## RECORDS FOR THIS EXERCISE
□ □ □ □

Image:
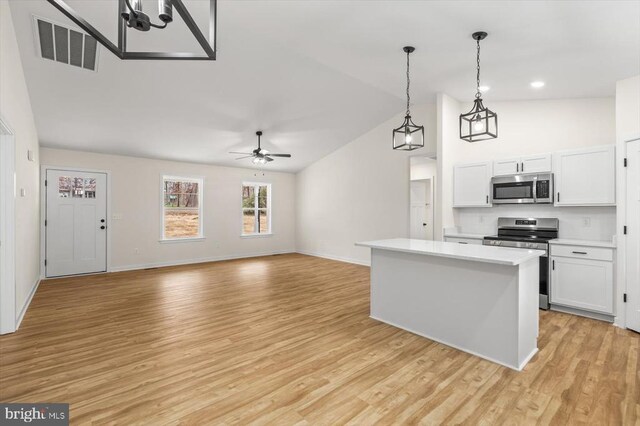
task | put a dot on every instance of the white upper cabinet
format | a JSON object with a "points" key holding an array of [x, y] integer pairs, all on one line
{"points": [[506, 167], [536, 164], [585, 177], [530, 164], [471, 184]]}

□ □ □ □

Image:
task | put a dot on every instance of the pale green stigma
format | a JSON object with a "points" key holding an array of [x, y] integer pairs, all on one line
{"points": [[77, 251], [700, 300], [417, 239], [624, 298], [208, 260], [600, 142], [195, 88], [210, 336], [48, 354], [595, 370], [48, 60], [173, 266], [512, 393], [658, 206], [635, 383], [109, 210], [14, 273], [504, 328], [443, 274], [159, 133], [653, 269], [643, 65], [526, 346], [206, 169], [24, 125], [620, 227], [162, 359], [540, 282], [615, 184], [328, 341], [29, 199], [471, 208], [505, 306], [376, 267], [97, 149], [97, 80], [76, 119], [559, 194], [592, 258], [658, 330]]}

□ □ □ □

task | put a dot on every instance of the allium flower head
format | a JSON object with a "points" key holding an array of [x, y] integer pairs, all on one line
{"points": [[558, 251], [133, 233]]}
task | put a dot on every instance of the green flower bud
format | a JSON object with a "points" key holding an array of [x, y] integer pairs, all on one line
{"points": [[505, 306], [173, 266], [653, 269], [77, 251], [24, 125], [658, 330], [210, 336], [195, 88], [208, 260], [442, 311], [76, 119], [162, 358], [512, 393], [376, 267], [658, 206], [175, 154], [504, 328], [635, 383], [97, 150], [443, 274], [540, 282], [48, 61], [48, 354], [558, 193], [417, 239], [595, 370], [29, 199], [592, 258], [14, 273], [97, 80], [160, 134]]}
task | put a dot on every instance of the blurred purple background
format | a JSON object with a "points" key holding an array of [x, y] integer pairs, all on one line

□ □ □ □

## DESCRIPTION OF THE TASK
Collect every line of the records above that contains the word "green", copying each such line in full.

## EXERCISE ANSWER
task | put a dot on every instance of the pale green stigma
task | put a dot on every instance of the green flower bud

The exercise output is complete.